:: PASSAGE SHOWN
# Skinning knife for raccoon?



## OutdoorFreak97

I'm getting into hunting raccoon and I need a skinning knife
I don't want it to be just good for ccoon either, i would like to use it for yote, deer and other stuff

What I have now is the nicest knife I've ever owned, It's hand made knife and I love it
But.... It's a little short and heavy

So I'm looking for a knife that's longer and less bulky

Stainless or not, doesn't really matter 
I'd like it to take and hold an edge well

I can do $80.00 
but I'd prefer to spend less than $60.00


----------



## Hellbilly1373

I use my Gerber Gator II to skin everything. It holds a good edge has a nice grip and it cleans up easy. For raccoon I do more peeling than knife skinning, but the blade has a nice curve to it so you don't poke into the hide. I got mine on sale at walmart for $25.


----------



## azpredatorhunter

Dexter Russell 4" skinning knife around $12.00.


----------



## prairiewolf

IMO, here is the best knife for skinning:

Knives of Alaska - Muskrat- 2-1/4 blade and 6-1/2" overall. blade is made from tool steel and you only have to sharpen it once or twice a year.around $50+ on ebay








here is their combo muskrat/bear cub for around $85


----------



## azpredatorhunter

I am sorry it's a 4 1/2" Dexter And here it is with a Bolen pelter for around $25 save your money for a good fleshing knife.


----------



## azpredatorhunter

The cheep fleshing knives you have to sharpen.


----------



## prairiewolf

Eric, I use the same knife to flesh. I feel you dont need a regular fleshing knife for coyotes and fox or bobcat. Now raccoons, thats a different story.


----------



## azpredatorhunter

+1 on them raccoon's Ed. You are correct Ed you can use any knife to flesh just about any animal it just makes it a little easier and your less likely to cut the hide using a sharp fleshing knife. I like to have two sharp skinning knives so you don't have to stop and sharpen one. raccoon is a bitch to get all the fat off. The Red Fox up in Illinois have some fat on them I don't know about the fox here. And I havn't had a chance to skin a Bobcat yet...it's been a long time to, so I want to make sure I have every thing I need.


----------



## coyotejon

Need a Necker 600 for those raccoons! Makes things a lot easier!


----------



## El Gato Loco

azpredator said:


> I am sorry it's a 4 1/2" Dexter And here it is with a Bolen pelter for around $25 save your money for a good fleshing knife.


What AZ Predator said... those are good knives. I've got the pointy one (think it came from F&T) and it's like using a razor.

Now if you want to talk about FLESHING a raccoon... i'd recommend a grinder.


----------



## 220swift

This has been my favorite skinner since the 1970's. It's a Schrade Sharp Finger...





​
This is a new version. I was shocked to find out it's now made in China.......


----------



## OutdoorFreak97

220swift said:


> This has been my favorite skinner since the 1970's. It's a Schrade Sharp Finger...
> View attachment 6613​
> This is a new version. I was shocked to find out it's now made in China.......


Are they as good as they used to be? 
I really like the look of that knife


----------



## Hellbilly1373

It semms most everything is made in china now. I bought a fender acoustic guitar and when I got it home and looked over the paperwork, I found out it was made in China. I thought I was buying an American classic but instead I got communist firewood. Always look for that red white and blue flag before you fork over any dough!
::::
_GOAL_
Revise the stretch of the raccoon skinning-knife thread from "Eric, I use" through "a different story.", replacing "regular" with "dedicated".
:: GIVEN MATERIAL
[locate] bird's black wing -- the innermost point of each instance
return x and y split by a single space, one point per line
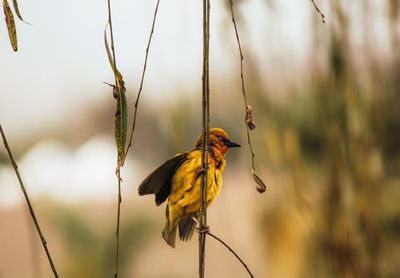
::::
_EXPECTED ANSWER_
Eric, I use the same knife to flesh. I feel you dont need a dedicated fleshing knife for coyotes and fox or bobcat. Now raccoons, thats a different story.